PROBLEM TO WORK ON:
Each line holding the word "stone" must appear in the answer, copied from the entries.
******************************
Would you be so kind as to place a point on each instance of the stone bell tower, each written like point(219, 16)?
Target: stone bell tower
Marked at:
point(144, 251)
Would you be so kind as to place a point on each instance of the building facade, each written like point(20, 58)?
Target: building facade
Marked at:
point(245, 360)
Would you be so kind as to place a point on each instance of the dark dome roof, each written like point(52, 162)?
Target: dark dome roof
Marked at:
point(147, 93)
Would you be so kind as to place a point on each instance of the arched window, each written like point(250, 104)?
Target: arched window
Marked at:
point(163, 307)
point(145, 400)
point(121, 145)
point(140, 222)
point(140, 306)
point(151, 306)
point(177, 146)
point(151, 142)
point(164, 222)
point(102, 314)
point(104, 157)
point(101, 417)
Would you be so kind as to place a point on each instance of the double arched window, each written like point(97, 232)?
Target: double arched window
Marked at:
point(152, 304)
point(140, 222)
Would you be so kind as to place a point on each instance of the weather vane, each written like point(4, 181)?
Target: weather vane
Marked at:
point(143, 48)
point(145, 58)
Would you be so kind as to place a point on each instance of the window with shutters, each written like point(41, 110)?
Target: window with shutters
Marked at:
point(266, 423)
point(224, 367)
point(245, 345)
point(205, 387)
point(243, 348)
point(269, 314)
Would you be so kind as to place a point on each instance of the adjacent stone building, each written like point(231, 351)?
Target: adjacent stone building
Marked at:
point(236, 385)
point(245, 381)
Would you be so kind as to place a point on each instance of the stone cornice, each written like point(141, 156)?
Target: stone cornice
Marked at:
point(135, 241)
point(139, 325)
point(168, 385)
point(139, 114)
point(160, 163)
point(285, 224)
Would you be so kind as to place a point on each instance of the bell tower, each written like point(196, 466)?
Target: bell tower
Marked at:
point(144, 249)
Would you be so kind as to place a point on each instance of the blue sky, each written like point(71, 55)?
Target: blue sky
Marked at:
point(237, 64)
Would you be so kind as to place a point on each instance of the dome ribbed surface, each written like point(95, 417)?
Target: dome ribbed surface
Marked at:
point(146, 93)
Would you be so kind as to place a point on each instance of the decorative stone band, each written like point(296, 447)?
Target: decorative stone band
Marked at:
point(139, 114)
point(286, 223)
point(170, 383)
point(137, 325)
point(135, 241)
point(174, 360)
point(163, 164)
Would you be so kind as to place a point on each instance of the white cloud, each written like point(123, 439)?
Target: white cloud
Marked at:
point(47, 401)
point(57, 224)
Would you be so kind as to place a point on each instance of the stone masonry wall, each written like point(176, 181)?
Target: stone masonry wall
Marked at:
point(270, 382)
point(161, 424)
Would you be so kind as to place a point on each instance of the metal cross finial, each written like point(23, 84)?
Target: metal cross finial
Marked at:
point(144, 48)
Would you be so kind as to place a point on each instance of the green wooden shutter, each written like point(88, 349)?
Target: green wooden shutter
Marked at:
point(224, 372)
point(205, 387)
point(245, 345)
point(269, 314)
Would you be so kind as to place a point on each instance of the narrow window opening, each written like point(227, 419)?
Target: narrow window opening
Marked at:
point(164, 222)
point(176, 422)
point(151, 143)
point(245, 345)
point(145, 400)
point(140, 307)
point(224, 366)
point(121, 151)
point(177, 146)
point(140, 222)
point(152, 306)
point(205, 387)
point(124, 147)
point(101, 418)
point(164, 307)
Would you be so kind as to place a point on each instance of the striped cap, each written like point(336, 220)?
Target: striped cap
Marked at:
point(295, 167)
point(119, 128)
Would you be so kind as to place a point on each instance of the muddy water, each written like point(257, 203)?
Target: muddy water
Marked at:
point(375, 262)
******************************
SOLUTION TO THE EXERCISE:
Would you be so kind as to place a point on each instance of the stone bell tower, each written like point(219, 16)?
Target: stone bell tower
Would you be so kind as to place a point on each instance of the adjacent stone building, each written like point(231, 351)?
Target: adjacent stone building
Would you be so kind as to place a point on each instance of the stone cornice, each written like point(141, 156)?
Target: stone cornice
Would you be so kind as to place a point on each instance of the decorative stone band, each written like point(296, 447)?
Target: decorative stone band
Would you be so kind as to place a point on each instance of the stone masonry wall, each written like point(176, 181)?
Target: stone masonry wall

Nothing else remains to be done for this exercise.